Dataset entries:
+-------+

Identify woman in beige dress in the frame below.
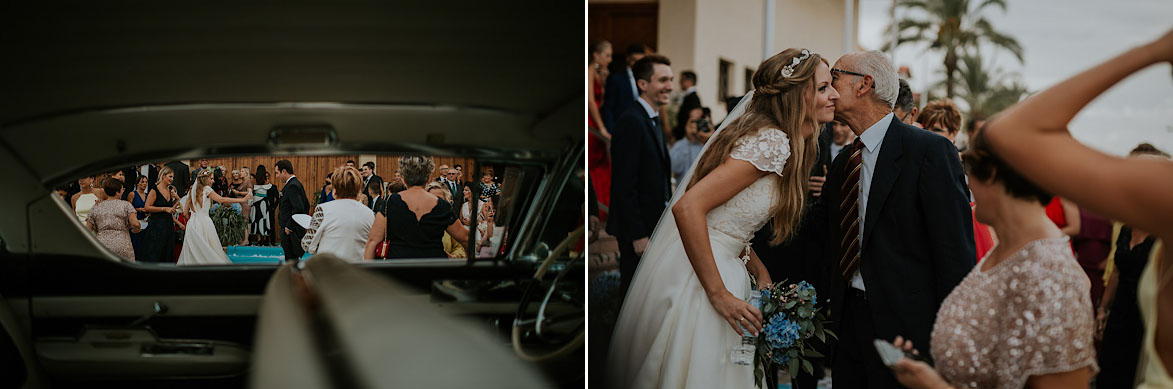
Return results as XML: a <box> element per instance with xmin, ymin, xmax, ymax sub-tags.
<box><xmin>87</xmin><ymin>178</ymin><xmax>142</xmax><ymax>261</ymax></box>
<box><xmin>980</xmin><ymin>28</ymin><xmax>1173</xmax><ymax>387</ymax></box>
<box><xmin>890</xmin><ymin>129</ymin><xmax>1098</xmax><ymax>389</ymax></box>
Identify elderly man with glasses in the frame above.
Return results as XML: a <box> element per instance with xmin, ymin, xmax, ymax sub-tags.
<box><xmin>812</xmin><ymin>51</ymin><xmax>976</xmax><ymax>389</ymax></box>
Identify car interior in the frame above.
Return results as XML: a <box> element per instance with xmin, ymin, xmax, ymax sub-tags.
<box><xmin>0</xmin><ymin>2</ymin><xmax>583</xmax><ymax>388</ymax></box>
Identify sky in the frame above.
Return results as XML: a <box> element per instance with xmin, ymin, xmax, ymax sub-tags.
<box><xmin>857</xmin><ymin>0</ymin><xmax>1173</xmax><ymax>156</ymax></box>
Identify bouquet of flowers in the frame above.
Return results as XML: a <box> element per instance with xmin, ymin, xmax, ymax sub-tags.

+-------+

__Assignment__.
Copy the data character for character, but drop all pictures from the copy.

__Output below__.
Identify woman in beige dress in the frame below.
Return results as XML: a <box> element per instance with xmin, ymin, xmax, ymax sub-tags.
<box><xmin>87</xmin><ymin>178</ymin><xmax>142</xmax><ymax>261</ymax></box>
<box><xmin>980</xmin><ymin>28</ymin><xmax>1173</xmax><ymax>387</ymax></box>
<box><xmin>890</xmin><ymin>129</ymin><xmax>1098</xmax><ymax>389</ymax></box>
Identify elderly man with glasses in the frame above.
Return results as XML: a <box> element per instance with xmin, ymin, xmax, ymax sub-tags.
<box><xmin>812</xmin><ymin>51</ymin><xmax>976</xmax><ymax>389</ymax></box>
Identify car interior in the frame above.
Return results as XML: a <box> element per instance with xmin, ymin, xmax, ymax sub-tags.
<box><xmin>0</xmin><ymin>2</ymin><xmax>583</xmax><ymax>388</ymax></box>
Identify sky in the frame above.
Return results as XML: a <box> element per instance with xmin, ymin, xmax, ymax sub-tags.
<box><xmin>857</xmin><ymin>0</ymin><xmax>1173</xmax><ymax>156</ymax></box>
Identify bouquet of flowers in the frame above.
Return results as XML: a <box> element per instance with xmin, ymin, xmax, ymax sub-tags.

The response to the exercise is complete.